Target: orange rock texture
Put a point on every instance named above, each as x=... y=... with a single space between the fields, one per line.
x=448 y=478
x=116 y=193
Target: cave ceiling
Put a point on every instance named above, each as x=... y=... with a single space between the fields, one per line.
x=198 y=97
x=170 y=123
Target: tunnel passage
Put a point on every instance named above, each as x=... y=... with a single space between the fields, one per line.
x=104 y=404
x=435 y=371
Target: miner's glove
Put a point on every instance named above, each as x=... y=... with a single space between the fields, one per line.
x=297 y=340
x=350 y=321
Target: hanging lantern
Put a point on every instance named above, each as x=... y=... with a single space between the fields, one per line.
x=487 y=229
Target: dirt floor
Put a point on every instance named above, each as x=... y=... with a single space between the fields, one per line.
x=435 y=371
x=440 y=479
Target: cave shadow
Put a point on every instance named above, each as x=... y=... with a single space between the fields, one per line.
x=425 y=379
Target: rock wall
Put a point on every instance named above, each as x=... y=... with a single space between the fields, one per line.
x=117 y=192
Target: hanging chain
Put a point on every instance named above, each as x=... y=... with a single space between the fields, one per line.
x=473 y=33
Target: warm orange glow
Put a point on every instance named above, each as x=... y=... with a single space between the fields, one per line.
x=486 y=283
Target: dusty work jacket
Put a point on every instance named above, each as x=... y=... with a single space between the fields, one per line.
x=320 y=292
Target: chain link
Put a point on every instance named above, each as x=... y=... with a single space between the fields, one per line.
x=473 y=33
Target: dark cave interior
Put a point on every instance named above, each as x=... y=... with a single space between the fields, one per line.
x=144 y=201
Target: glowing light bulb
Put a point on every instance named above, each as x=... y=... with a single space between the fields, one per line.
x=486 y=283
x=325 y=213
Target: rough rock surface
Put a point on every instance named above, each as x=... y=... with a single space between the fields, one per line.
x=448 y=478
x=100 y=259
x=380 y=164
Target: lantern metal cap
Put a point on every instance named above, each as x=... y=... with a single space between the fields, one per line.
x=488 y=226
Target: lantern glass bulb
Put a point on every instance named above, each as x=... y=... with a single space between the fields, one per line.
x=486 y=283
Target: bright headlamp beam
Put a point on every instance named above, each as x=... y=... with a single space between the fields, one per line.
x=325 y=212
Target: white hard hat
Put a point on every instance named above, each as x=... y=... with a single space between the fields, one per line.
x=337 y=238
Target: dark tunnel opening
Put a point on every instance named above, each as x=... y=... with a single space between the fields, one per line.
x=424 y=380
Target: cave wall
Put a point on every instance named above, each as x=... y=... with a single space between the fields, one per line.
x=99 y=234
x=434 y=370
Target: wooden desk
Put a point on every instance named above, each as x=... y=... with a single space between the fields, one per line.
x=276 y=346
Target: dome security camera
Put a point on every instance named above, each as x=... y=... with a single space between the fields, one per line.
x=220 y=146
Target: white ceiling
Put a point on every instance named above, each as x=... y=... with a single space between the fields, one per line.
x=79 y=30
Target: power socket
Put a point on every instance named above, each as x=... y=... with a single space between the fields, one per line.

· · · ·

Return every one of the records above word for word, with nothing added or changed.

• **RESULT OF THE EXERCISE**
Target: orange rock texture
Put a point on every instance named above, each as x=... y=... with a single space between the fields, one per line.
x=448 y=478
x=116 y=193
Target: cave ceiling
Put a point on every instance named above, each as x=... y=... with a single space between the fields, one per line.
x=198 y=97
x=170 y=123
Target: tunnel passage
Put a point on every instance named above, each as x=... y=... with a single space between the fields, one per line.
x=104 y=404
x=435 y=371
Target: miner's glove
Put a point on every instance named above, each as x=... y=... with a single space between the fields, one per line.
x=297 y=340
x=350 y=321
Target: hanging lantern
Put a point on every instance named above, each as x=... y=... with a single space between the fields, one per line.
x=487 y=229
Target: dirt floor
Put a point on every instance named above, each as x=... y=... with a single space between the fields, one per line.
x=435 y=371
x=440 y=479
Target: cave shadow
Put a point on every instance named above, each as x=... y=... with a single space between the fields, one per line.
x=425 y=379
Target: rock wall
Put a point on every instance named above, each as x=... y=... with a single space between the fields, one per line.
x=117 y=192
Target: hanging chain
Put a point on every instance named above, each as x=... y=... with a single space between the fields, one per line.
x=473 y=33
Target: warm orange glow
Put a point on every instance named above, each as x=... y=... with a single space between the fields, one per line.
x=486 y=283
Target: dusty work jacket
Put a point on every instance named above, each as x=... y=... with a single space between the fields, one per line.
x=320 y=292
Target: chain link
Put a point on every instance named above, each as x=... y=... with a single space between the fields, one per line.
x=473 y=33
Target: dark cave interior
Put a point on every instance named above, each as x=... y=... with a single space between the fields, one per line.
x=144 y=201
Target: glowing light bulb
Put a point on every instance named above, each as x=... y=... with a single space between the fields, one per line.
x=486 y=283
x=325 y=213
Target: rough rock surface
Put a point on every instance named above, each as x=... y=... with a single space between the fields, one per line.
x=448 y=478
x=100 y=259
x=380 y=164
Target: lantern metal cap
Put a point on every instance named above, each as x=... y=... with a single space between the fields, one per line.
x=488 y=226
Target: lantern glass bulb
Put a point on every instance named above, each as x=... y=... with a single space between the fields, one per line.
x=486 y=283
Target: bright headlamp beam
Put a point on every instance named above, each as x=... y=... with a single space between the fields, one per line.
x=325 y=212
Target: white hard hat
Put a point on every instance named above, each as x=... y=... with a single space between the fields, one per line.
x=337 y=238
Target: dark tunnel opening
Put a point on every instance named above, each as x=... y=... with a single space between the fields, one per line.
x=424 y=380
Target: cave wall
Put a point on every instance named above, each as x=... y=... with a single space between the fields, one per line.
x=99 y=234
x=434 y=370
Target: wooden desk
Put a point on every instance named above, each as x=... y=... with a single space between the fields, one per line.
x=276 y=346
Target: dome security camera
Put a point on every instance named above, each as x=... y=... with a single space between the fields, one per line.
x=220 y=146
Target: white ceiling
Put a point on every instance named above, each as x=... y=... with a single space between the fields, one per line.
x=79 y=30
Target: power socket
Put a point on every instance named above, each as x=... y=... with a single space between the fields, one per line.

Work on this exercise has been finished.